RAW DATA -
=====

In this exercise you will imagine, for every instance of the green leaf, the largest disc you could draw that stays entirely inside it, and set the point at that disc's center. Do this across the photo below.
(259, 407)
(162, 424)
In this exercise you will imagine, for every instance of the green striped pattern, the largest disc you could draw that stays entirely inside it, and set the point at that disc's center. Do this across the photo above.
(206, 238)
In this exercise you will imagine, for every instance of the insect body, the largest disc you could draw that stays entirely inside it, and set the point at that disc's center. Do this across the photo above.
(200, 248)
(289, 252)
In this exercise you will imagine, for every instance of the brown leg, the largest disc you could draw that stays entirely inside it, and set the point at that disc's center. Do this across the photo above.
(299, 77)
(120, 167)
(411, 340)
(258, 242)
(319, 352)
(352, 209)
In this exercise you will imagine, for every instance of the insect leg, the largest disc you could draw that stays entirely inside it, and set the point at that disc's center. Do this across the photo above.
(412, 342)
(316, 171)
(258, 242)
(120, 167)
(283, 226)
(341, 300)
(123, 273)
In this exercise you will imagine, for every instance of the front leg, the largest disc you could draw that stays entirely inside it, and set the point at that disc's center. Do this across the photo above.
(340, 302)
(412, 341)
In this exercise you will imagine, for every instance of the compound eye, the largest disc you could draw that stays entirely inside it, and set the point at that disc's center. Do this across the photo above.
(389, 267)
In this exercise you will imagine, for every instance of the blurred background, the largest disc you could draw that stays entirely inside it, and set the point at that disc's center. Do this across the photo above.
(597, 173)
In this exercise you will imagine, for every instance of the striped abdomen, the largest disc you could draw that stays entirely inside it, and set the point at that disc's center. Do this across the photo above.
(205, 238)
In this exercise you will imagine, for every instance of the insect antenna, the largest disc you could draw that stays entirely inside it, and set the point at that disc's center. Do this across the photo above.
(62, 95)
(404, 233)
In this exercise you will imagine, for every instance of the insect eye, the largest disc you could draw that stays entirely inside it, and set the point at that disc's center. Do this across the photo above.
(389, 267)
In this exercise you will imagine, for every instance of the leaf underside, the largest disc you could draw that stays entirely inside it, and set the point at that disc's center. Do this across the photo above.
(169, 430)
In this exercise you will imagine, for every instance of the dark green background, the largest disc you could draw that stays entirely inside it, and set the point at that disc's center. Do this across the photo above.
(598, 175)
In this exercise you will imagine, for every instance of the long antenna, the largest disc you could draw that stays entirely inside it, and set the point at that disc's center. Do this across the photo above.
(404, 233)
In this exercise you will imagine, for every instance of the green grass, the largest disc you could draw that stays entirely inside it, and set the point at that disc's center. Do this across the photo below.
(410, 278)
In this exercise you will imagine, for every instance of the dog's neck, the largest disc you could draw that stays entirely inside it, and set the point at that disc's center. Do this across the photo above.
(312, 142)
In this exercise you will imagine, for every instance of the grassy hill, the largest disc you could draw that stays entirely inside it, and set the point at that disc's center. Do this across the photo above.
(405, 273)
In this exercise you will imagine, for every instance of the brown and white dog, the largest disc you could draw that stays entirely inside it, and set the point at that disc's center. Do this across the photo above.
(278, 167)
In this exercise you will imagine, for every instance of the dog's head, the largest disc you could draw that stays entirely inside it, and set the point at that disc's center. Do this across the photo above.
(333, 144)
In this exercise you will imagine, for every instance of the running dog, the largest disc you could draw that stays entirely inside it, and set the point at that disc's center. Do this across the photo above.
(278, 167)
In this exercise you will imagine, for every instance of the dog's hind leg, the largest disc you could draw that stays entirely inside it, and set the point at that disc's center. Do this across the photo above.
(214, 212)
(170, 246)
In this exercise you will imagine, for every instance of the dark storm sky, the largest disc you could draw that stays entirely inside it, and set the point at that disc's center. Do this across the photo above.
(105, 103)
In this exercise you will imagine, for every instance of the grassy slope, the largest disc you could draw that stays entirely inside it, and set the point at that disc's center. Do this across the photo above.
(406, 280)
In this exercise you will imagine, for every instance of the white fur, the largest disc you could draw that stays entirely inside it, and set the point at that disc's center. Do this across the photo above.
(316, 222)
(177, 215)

=====

SET TASK - Extract the full listing and reproduce each line exactly.

ANSWER TO THE TASK -
In this exercise you will imagine, for every instance of the green leaf, the largest disc you could draw that stays entirely inside it, and set the point at that disc's center. Do this across the photo below.
(259, 407)
(162, 424)
In this exercise you will imagine, for every instance of the green striped pattern, the largest disc you could draw that stays entirely inside it, and set the point at that disc's center. Do this across the photo above.
(206, 238)
In this exercise you will imagine, for every instance of the insect body, the largest disc you could draw that stays entirely inside it, and set the point at that disc's center. Do this across the photo above.
(200, 248)
(289, 252)
In this exercise you will imagine, for every instance of the brown leg, the largest disc you could draw that stays entirely inside it, and set the point at that disc's center. Do this across the photo above.
(299, 77)
(120, 167)
(411, 340)
(258, 242)
(319, 352)
(352, 209)
In this exercise you will imagine, for every instance of the insect leg, the largest disc you could draw that stays entirely inside it, and set the point at that disc's center. Do this across the photo above.
(412, 342)
(316, 171)
(258, 242)
(120, 167)
(283, 226)
(341, 300)
(123, 273)
In this exercise you will imagine, for every instance of the front leg, the largest disc you could draw that stays entirely inside it, and set the point at that disc's center. Do this across the photo above.
(340, 302)
(412, 341)
In this exercise you will imagine, for every instance of the compound eye, the largest disc you could draw that stays entirely inside it, and set the point at that disc's center. Do this across the photo above.
(389, 267)
In this exercise you will imagine, for every instance of the blurred background, the largest disc you could draw that stays entirely inside it, and set the point at that disc's center. Do this across the photo above.
(597, 173)
In this exercise you will imagine, for every instance of the striped abdomen, the largest disc you could draw that stays entirely inside it, and set the point at that disc's center. Do this across the photo above.
(205, 238)
In this exercise you will imagine, for every instance of the insect antenna, the largest disc you could draw that stays entirely inside it, and set the point at that disc's center. Do this across the photo above.
(62, 95)
(404, 233)
In this exercise you will imagine, for every instance of the insect eye, the largest disc you could draw that stays entirely inside it, and set the point at that disc's center. Do this across the photo above.
(389, 267)
In this exercise you will imagine, for every instance of the leaf underside, the largest disc you could draw that stays entirely inside it, and set the point at that disc's center. Do this across the photo above.
(169, 430)
In this exercise you will imagine, for every instance of the dark green background, the largest disc you could draw that stays entirely inside it, and set the point at that disc's center. Do this across the photo above.
(598, 175)
In this exercise you will imagine, for every instance of the long antenna, the largest disc you could draw that stays entirely inside it, and set the point at that disc's center. Do this across the photo above.
(404, 233)
In this exercise you will imagine, for every instance of the green grass, the largest disc you could draw that stays entirely inside it, and set the point at that disc's center. Do this across the photo below.
(410, 278)
In this exercise you will imagine, for every instance of the dog's neck, the largest disc you could draw that stays entirely inside it, and set the point at that disc's center. Do this across the photo above.
(312, 142)
In this exercise you will imagine, for every instance of the grassy hill, the largest disc you could draw that stays entirely inside it, and set the point at that disc's center. Do this across the photo above.
(405, 273)
In this exercise you will imagine, for every instance of the brown and white dog, the largest disc you could draw that stays entirely inside it, and set the point at that disc's center. Do this across the photo above.
(278, 167)
In this exercise you will imagine, for every instance of the dog's head, the largest disc you could draw that stays entirely inside it, and set the point at that disc's center. Do this across the photo above.
(333, 144)
In this exercise you will imagine, for every instance of the running dog, the largest disc you could draw that stays entirely inside it, and set the point at that disc's center. Do this across the photo above.
(278, 167)
In this exercise you will imagine, for every instance of the dog's hind leg, the largest disc you could draw that stays entirely inside it, and set the point at that disc's center. Do this across the photo above.
(214, 212)
(170, 246)
In this exercise you will imagine, for every instance of the dark storm sky, the largest disc you could draw that stays entirely inside it, and set the point at that disc's center. Do this across the photo above.
(105, 103)
In this exercise you will imagine, for every instance of the grassy slope, the largest disc you could draw that stays entirely inside it, and set the point at that disc's center. Do this across the photo above.
(406, 280)
In this exercise you will imagine, for every instance of the white fur, the largest disc you could draw that stays entirely inside it, and set the point at that disc's center. Do this across the photo above.
(316, 222)
(177, 215)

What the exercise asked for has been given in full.